→ JOB
Convert the records below into a two-column CSV with the headers "query" and "reply", one row per record. Put the record's text and its answer each in a single quoted field, and turn any line breaks into spaces.

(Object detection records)
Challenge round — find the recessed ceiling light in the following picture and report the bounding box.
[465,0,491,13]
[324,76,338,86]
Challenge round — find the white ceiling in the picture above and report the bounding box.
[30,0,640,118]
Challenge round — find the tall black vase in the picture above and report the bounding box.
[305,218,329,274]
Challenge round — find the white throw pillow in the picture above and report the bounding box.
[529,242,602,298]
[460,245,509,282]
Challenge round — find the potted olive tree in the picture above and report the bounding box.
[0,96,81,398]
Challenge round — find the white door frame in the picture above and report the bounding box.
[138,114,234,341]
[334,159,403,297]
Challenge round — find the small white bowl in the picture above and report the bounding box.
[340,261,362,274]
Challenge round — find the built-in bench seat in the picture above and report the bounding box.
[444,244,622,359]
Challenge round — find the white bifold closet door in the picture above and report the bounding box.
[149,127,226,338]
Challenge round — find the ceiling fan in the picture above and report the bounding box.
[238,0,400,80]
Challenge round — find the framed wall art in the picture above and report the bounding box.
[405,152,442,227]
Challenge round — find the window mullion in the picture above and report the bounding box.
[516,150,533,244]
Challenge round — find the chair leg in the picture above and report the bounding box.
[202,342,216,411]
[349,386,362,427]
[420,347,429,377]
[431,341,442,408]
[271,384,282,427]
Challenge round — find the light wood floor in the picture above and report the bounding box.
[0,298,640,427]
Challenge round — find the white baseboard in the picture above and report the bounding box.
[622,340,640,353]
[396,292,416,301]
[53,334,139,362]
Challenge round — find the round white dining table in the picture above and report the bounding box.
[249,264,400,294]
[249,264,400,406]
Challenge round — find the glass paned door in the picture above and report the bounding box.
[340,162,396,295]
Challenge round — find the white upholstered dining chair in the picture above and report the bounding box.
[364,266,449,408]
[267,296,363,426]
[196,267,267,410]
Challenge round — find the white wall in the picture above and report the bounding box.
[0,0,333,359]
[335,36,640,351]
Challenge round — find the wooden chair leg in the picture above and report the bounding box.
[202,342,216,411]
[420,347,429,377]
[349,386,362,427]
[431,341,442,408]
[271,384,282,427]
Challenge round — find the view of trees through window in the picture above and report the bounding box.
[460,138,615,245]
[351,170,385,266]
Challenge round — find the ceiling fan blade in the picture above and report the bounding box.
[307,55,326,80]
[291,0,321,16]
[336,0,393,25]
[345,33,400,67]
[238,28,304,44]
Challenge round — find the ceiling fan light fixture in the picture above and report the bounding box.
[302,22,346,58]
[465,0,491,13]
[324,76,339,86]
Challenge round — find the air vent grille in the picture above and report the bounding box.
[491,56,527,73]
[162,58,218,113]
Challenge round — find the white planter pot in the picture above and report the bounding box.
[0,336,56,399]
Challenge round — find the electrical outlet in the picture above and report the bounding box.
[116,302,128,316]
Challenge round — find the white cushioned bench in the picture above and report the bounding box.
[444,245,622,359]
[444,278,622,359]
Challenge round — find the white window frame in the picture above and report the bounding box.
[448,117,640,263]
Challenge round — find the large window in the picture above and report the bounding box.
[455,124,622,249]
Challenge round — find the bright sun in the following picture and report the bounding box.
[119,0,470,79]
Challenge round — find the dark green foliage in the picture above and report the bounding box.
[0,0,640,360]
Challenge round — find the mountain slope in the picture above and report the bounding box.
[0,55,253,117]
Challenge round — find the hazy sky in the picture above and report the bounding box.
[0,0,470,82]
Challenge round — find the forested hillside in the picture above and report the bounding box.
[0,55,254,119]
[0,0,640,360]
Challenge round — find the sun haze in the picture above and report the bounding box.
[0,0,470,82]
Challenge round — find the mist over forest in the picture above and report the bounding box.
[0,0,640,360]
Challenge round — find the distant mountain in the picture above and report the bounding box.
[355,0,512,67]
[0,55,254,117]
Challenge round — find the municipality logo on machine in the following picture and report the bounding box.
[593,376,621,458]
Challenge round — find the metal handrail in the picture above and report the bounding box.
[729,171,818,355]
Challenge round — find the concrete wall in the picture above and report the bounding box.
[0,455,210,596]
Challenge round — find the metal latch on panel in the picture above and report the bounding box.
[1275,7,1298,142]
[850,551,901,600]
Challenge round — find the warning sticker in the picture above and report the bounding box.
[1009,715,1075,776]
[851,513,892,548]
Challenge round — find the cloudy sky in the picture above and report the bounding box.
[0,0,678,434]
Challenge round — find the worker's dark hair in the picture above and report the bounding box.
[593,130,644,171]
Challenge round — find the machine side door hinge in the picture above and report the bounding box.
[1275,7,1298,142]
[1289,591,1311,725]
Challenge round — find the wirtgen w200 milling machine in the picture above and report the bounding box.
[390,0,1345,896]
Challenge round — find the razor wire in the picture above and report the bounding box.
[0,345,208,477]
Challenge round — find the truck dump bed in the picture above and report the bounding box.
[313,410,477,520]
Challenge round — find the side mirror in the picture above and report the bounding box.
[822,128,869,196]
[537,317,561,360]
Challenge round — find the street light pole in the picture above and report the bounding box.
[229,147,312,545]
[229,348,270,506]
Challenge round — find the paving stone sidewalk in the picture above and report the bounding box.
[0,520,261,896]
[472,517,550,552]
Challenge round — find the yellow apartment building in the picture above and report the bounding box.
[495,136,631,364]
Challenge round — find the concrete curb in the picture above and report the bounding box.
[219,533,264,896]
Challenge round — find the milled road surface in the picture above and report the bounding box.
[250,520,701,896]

→ WRITTEN RESPONSE
query,reply
"Challenge round — find the recessed ceiling light in the following picture and report the bounding box.","[465,0,491,13] [324,76,338,86]"
"Challenge round — find the white ceiling in the picture above and report the bounding box.","[30,0,640,118]"
"Challenge round — find the tall black vase in the picture above and report the bounding box.","[305,218,329,274]"
"Challenge round — find the white throw pillow in the picture above and report the bounding box.","[529,242,602,298] [460,245,509,282]"
"Challenge round — find the potted olive tree in the picture above and report the bounding box.","[0,96,81,398]"
"Challenge round — find the white door frame in the picture above and report the bounding box.","[138,114,234,341] [334,159,403,297]"
"Challenge round — find the small white bowl in the picture above and report the bounding box.","[340,261,362,274]"
"Challenge round — find the built-in bench seat in the picture above and report the bounding box.","[444,244,622,359]"
"Challenge round — find the white bifold closet door in the picture above and report the bounding box.","[149,127,226,338]"
"Challenge round — find the ceiling fan in the picture above and report the bounding box.","[238,0,400,80]"
"Challenge round — find the framed wall art in the picture above and report the bounding box.","[405,152,442,227]"
"Challenge round — find the window mullion in the picture above and report the bounding box.","[516,150,533,244]"
"Challenge round — find the chair leg in the picture above and report the bounding box.","[202,342,216,411] [349,386,362,427] [420,347,429,377] [431,341,442,408] [271,384,282,427]"
"Challenge round — find the light wood floor in the picture above and report the bounding box.","[0,298,640,427]"
"Challenge round — find the white baseboard in the picture above and report the bounding box.","[622,340,640,353] [396,292,416,301] [53,334,139,362]"
"Challenge round — find the round white dining table in the picture above and report the bounding box.","[249,264,400,294] [249,264,400,406]"
"Challenge round — find the glass paned door in the picture above and report the bounding box.","[340,162,396,295]"
"Challenge round — find the white upholstered dining chair in the picture above and report the bounding box.","[364,266,449,408] [267,296,363,426] [196,267,267,410]"
"Challenge round — find the white wall in the picture above and report the bounding box.","[0,0,333,359] [335,36,640,351]"
"Challenge round — find the wooden chair leg in the picture above and report the bounding box.","[202,342,216,411] [420,347,429,377] [349,386,362,427] [431,341,442,408] [271,384,282,427]"
"Challenge round — find the view of trees through window in the picture above and report the bounding box.","[460,138,615,245] [351,170,385,266]"
"Challenge round — find the ceiling fan blade in the picture above and report the bounding box.","[307,55,326,80] [291,0,321,16] [336,0,393,25] [345,33,400,67] [238,28,304,44]"
"Challenge round — find the ceiling fan light fixture in the picture above and report the bounding box.","[302,22,346,58] [465,0,491,13] [324,76,339,86]"
"Challenge round — find the air vent grille in the picture above and report the bounding box.","[491,56,527,73] [162,58,218,113]"
"Challenge round — find the white planter pot in the picture above and report the bounding box.","[0,336,56,399]"
"Challenge round — find the electrical outlet in the picture above and report the bounding box.","[116,302,128,316]"
"Challenge round — find the white cushioned bench in the picture above and report the bounding box.","[444,245,622,359] [444,278,622,359]"
"Challenge round — find the white window frame in the picture above and report the bounding box.","[448,117,640,263]"
"Challenge round — find the large window in the picture above and report the bounding box.","[455,124,622,249]"
"Challenge round — find the bright sun in the following picture and report the bounding box.","[119,0,470,79]"
"Challenge round — find the dark green foliage in the picture above and report the bounding box.","[0,0,640,360]"
"Challenge round — find the mountain slope in the picture above and report the bounding box.","[0,55,253,117]"
"Challenge round — find the hazy sky in the picture above and report the bounding box.","[0,0,470,82]"
"Challenge round — find the forested hillside in the picture above and report the bounding box.","[0,55,254,119] [0,0,640,360]"
"Challenge round — find the sun haze in the picture above and report the bounding box.","[0,0,470,82]"
"Challenge round — find the mist over forest in the picture above and report the bounding box.","[0,0,640,360]"
"Challenge round — find the distant mountain in the picture above and report the bounding box.","[355,0,512,67] [0,55,254,117]"
"Challenge round — find the municipality logo on machine in the following picture and report the bounding box.","[593,376,621,458]"
"Challenge round — find the metal handrail in the picture above and report the bounding box.","[729,171,818,355]"
"Challenge round — find the concrete wall in the picture above and report the bounding box.","[0,455,210,596]"
"Challenge round — find the metal latch on panel in the picture above and report the bounding box.","[1275,7,1298,142] [850,551,901,600]"
"Challenge round — find the warning sticker in the picture above and report the bounding box.","[1009,715,1075,776] [851,513,892,548]"
"Challenge round — find the cloudy sky in the picture above and report the bounding box.","[0,0,678,434]"
"Challenge round — find the worker's dark hair in the picture above and report the bounding box.","[593,130,644,171]"
"Challenge round — find the machine side door hinge in the picture above and report the bounding box.","[1275,7,1298,142] [1289,591,1311,725]"
"Challenge round — find the wirtgen w200 milling machine in the picture above and report the bounding box.","[390,0,1345,896]"
"Challenge round — find the razor wire in the picture above and report the bounding box.","[0,345,208,477]"
"Challenge round — find the truck dump bed in the picture above and report the bounding box.","[313,410,477,520]"
"Challenge round — find the side mirror in the picture above and report the bounding box.","[822,128,869,196] [537,317,561,360]"
"Challenge round — find the street light pole in the picture above and report the bounding box.","[229,147,312,545] [229,348,270,506]"
"Challenge round — find the paving stone sidewalk in the picture above and report the bounding box.","[0,520,261,896] [472,517,550,552]"
"Challenge round — find the yellow apartment building in the picture above and report the bounding box.","[495,136,631,364]"
"Challenge round — find the concrete curb in the picture above and report the bounding box.","[219,533,264,896]"
"Challenge round — find the milled road surface in the picture above and report the bounding box.","[250,520,701,896]"